● Task goal: Repeat the following entries verbatim, apart from the pictures.

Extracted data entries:
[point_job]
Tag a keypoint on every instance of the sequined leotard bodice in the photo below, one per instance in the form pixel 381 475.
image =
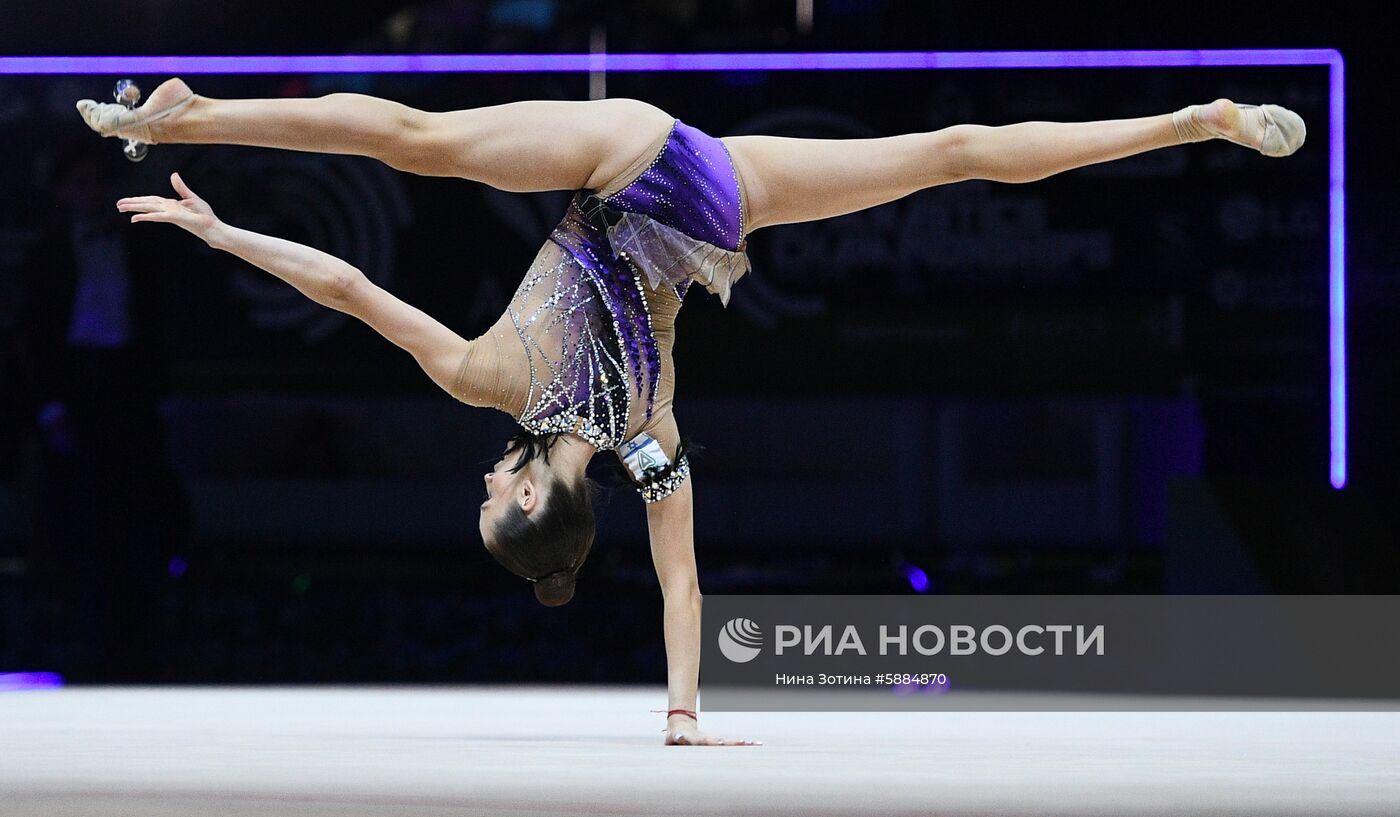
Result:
pixel 585 343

● Final answer:
[point_job]
Tag a keypoint on every instance of the sequined leotard bodice in the photo below, one per instance in the form pixel 381 475.
image =
Result:
pixel 585 343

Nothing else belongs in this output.